WRITTEN PROBLEM: Rewrite the material below as a Markdown table with the columns "Row" and "Line," where each nonblank line gets its own row and a running number. Omit blank lines.

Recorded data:
◆ ◆ ◆ ◆ ◆

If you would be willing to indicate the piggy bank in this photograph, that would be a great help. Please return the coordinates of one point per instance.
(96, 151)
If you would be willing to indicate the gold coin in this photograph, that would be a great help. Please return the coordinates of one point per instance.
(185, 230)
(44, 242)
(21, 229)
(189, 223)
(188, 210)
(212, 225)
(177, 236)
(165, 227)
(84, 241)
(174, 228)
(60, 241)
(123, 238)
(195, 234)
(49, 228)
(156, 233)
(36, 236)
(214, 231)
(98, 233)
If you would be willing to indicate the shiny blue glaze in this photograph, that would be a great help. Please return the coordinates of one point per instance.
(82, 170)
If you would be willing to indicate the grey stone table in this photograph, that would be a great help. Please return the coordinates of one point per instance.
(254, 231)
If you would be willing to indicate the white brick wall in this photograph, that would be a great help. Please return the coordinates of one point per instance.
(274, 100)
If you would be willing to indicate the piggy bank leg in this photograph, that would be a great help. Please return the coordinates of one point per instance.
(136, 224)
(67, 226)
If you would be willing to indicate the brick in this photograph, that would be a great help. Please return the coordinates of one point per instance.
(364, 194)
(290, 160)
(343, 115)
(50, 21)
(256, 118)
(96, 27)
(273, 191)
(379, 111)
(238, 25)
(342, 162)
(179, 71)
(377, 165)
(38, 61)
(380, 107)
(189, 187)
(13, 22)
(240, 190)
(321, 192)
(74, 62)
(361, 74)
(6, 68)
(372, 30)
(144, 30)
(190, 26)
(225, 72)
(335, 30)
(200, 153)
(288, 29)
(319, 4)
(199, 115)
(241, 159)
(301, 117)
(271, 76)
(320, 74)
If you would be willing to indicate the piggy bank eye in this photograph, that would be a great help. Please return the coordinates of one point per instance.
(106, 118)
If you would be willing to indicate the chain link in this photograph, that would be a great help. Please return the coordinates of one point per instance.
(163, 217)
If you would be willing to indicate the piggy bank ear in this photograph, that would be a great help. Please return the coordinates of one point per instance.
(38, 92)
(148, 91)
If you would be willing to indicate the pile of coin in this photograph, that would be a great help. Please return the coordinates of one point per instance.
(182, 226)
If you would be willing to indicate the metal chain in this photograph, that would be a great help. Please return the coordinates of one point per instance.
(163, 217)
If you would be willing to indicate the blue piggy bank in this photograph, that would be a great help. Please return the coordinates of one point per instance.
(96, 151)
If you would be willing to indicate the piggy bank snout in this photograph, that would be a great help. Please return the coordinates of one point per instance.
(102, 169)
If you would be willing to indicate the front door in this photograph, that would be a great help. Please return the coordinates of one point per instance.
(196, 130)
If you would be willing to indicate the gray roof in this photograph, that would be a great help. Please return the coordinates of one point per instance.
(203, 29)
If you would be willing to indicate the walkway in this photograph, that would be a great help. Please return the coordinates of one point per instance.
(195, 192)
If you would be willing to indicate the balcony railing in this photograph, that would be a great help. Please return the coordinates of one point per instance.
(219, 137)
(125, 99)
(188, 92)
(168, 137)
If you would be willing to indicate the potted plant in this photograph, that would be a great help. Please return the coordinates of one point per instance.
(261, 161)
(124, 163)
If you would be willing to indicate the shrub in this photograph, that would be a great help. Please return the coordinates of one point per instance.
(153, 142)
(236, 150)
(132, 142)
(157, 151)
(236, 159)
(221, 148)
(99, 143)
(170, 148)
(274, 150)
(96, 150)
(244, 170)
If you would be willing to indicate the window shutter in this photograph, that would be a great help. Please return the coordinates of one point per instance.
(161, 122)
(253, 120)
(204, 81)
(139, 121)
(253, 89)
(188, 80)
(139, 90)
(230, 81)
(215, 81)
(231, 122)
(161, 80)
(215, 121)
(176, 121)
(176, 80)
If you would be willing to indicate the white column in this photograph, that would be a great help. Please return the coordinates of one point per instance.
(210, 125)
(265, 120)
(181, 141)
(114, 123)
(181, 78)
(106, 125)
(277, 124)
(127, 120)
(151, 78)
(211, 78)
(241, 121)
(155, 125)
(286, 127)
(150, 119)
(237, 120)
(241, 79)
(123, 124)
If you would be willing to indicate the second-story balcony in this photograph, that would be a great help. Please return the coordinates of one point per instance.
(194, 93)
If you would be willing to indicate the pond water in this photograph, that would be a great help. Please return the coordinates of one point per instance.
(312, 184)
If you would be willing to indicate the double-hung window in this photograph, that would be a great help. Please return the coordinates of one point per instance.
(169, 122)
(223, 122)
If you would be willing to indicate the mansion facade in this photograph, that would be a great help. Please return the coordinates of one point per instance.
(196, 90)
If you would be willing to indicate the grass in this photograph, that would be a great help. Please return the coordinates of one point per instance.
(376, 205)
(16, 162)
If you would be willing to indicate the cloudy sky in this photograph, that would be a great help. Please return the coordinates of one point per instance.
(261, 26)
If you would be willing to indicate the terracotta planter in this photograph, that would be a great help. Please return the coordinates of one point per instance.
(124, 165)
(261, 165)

◆ ◆ ◆ ◆ ◆

TASK RESULT:
| Row | Line |
|---|---|
| 1 | If you would be willing to indicate the piggy bank in this photograph, that would be a great help. Please return the coordinates of one point per instance. |
| 2 | (96, 151) |
| 3 | If you would be willing to indicate the gold coin in this photograph, that would be a great help. Please return the coordinates of one point per instance. |
| 4 | (185, 230) |
| 5 | (44, 242) |
| 6 | (21, 229) |
| 7 | (189, 223) |
| 8 | (188, 210) |
| 9 | (212, 225) |
| 10 | (177, 236) |
| 11 | (165, 227) |
| 12 | (84, 241) |
| 13 | (174, 228) |
| 14 | (60, 241) |
| 15 | (123, 238) |
| 16 | (195, 234) |
| 17 | (49, 228) |
| 18 | (156, 233) |
| 19 | (36, 236) |
| 20 | (214, 231) |
| 21 | (98, 233) |
| 22 | If you would be willing to indicate the shiny blue glaze in this photograph, that would be a great help. Please return the coordinates of one point per instance. |
| 23 | (82, 170) |
| 24 | If you would be willing to indicate the grey stone table in this photograph, that would be a great help. Please return the coordinates of one point per instance. |
| 25 | (254, 231) |
| 26 | If you would be willing to indicate the white brick wall in this photograph, that would be a great help. Please return the coordinates of one point per instance. |
| 27 | (274, 100) |
| 28 | If you would be willing to indicate the piggy bank leg in this photograph, that would be a great help. Please return the coordinates of one point per instance. |
| 29 | (136, 224) |
| 30 | (67, 226) |
| 31 | If you would be willing to indicate the brick in this photograph, that would be a great help. Please return the coordinates of one point per instance. |
| 32 | (364, 194) |
| 33 | (290, 160) |
| 34 | (343, 115) |
| 35 | (50, 21) |
| 36 | (256, 118) |
| 37 | (96, 27) |
| 38 | (273, 191) |
| 39 | (379, 111) |
| 40 | (238, 25) |
| 41 | (342, 162) |
| 42 | (179, 71) |
| 43 | (377, 165) |
| 44 | (38, 61) |
| 45 | (380, 107) |
| 46 | (189, 187) |
| 47 | (13, 22) |
| 48 | (240, 190) |
| 49 | (321, 192) |
| 50 | (74, 62) |
| 51 | (361, 74) |
| 52 | (6, 68) |
| 53 | (372, 30) |
| 54 | (144, 30) |
| 55 | (190, 26) |
| 56 | (225, 72) |
| 57 | (335, 30) |
| 58 | (200, 153) |
| 59 | (288, 29) |
| 60 | (319, 4) |
| 61 | (199, 115) |
| 62 | (241, 159) |
| 63 | (301, 117) |
| 64 | (271, 76) |
| 65 | (320, 74) |
| 66 | If you would be willing to indicate the piggy bank eye in this photograph, that would be a great help. Please return the coordinates of one point per instance. |
| 67 | (106, 118) |
| 68 | If you would be willing to indicate the chain link in this photograph, that would be a great help. Please return the coordinates of one point per instance. |
| 69 | (163, 217) |
| 70 | If you would be willing to indicate the piggy bank ear in this photograph, that would be a great help. Please return the coordinates of one point per instance. |
| 71 | (38, 92) |
| 72 | (148, 91) |
| 73 | If you would be willing to indicate the pile of coin in this photograph, that would be a great help. Please return the coordinates of one point per instance. |
| 74 | (182, 226) |
| 75 | If you would be willing to indicate the metal chain in this photograph, that would be a great help. Please return the coordinates of one point per instance. |
| 76 | (163, 217) |
| 77 | If you would be willing to indicate the blue piggy bank in this photograph, that would be a great help. Please return the coordinates of one point per instance. |
| 78 | (96, 151) |
| 79 | If you would be willing to indicate the piggy bank snout in this photograph, that would be a great help. Please return the coordinates of one point per instance. |
| 80 | (102, 169) |
| 81 | If you would be willing to indicate the front door in this photograph, that would be a great help. Please return the coordinates of one point per instance. |
| 82 | (196, 130) |
| 83 | If you would be willing to indicate the gray roof in this photograph, that would be a great help. Please return the coordinates of one point per instance. |
| 84 | (203, 29) |
| 85 | If you would be willing to indicate the walkway in this photograph, that would be a great help. Please return the coordinates of one point per instance. |
| 86 | (195, 192) |
| 87 | If you would be willing to indicate the balcony railing in this photograph, that would be a great help. Please return the coordinates of one point per instance. |
| 88 | (219, 137) |
| 89 | (125, 99) |
| 90 | (188, 92) |
| 91 | (168, 137) |
| 92 | If you would be willing to indicate the potted plant in this photograph, that would be a great help. Please return the coordinates of one point per instance. |
| 93 | (261, 161) |
| 94 | (124, 163) |
| 95 | If you would be willing to indicate the shrub in this photograph, that would be a great help. Please return the coordinates of one point per instance. |
| 96 | (153, 142) |
| 97 | (236, 150) |
| 98 | (132, 142) |
| 99 | (157, 151) |
| 100 | (236, 159) |
| 101 | (221, 148) |
| 102 | (99, 143) |
| 103 | (170, 148) |
| 104 | (274, 150) |
| 105 | (96, 150) |
| 106 | (244, 170) |
| 107 | If you would be willing to indicate the window shutter in this photograph, that would be a great help. Please return the coordinates of one point per instance. |
| 108 | (161, 122) |
| 109 | (253, 120) |
| 110 | (204, 81) |
| 111 | (139, 121) |
| 112 | (253, 89) |
| 113 | (188, 80) |
| 114 | (139, 90) |
| 115 | (230, 81) |
| 116 | (215, 81) |
| 117 | (231, 122) |
| 118 | (161, 80) |
| 119 | (215, 121) |
| 120 | (176, 121) |
| 121 | (176, 80) |
| 122 | If you would be willing to indicate the white column in this photograph, that would be a great help. Please return the coordinates of one point per instance. |
| 123 | (210, 125) |
| 124 | (265, 120) |
| 125 | (181, 141) |
| 126 | (114, 123) |
| 127 | (181, 78) |
| 128 | (106, 125) |
| 129 | (277, 124) |
| 130 | (127, 120) |
| 131 | (151, 78) |
| 132 | (211, 78) |
| 133 | (241, 121) |
| 134 | (155, 125) |
| 135 | (286, 127) |
| 136 | (150, 119) |
| 137 | (237, 120) |
| 138 | (241, 79) |
| 139 | (123, 124) |
| 140 | If you would be willing to indicate the second-story balcony in this photograph, that would be a great help. Please return the coordinates of one point per instance. |
| 141 | (194, 93) |
| 142 | If you would be willing to indicate the pond water in this photograph, that would be a great help. Please return the coordinates of one point per instance. |
| 143 | (312, 184) |
| 144 | If you would be willing to indicate the double-hung window in this photograph, that would be a great help. Please return the coordinates of one point per instance. |
| 145 | (169, 122) |
| 146 | (223, 122) |
| 147 | If you would be willing to indicate the mansion facade in this photograph, that would be a great help. Please return the coordinates of one point per instance. |
| 148 | (196, 90) |
| 149 | If you would be willing to indicate the grass in this photograph, that would be a great help. Please return the coordinates of one point per instance. |
| 150 | (376, 205) |
| 151 | (16, 162) |
| 152 | If you would be willing to indicate the cloudy sky in this photograph, that would be a great help. Please return the coordinates of one point per instance. |
| 153 | (261, 26) |
| 154 | If you would be willing to indicate the terracotta planter in this photograph, that would be a great help. Please return the coordinates of one point per instance. |
| 155 | (124, 165) |
| 156 | (261, 165) |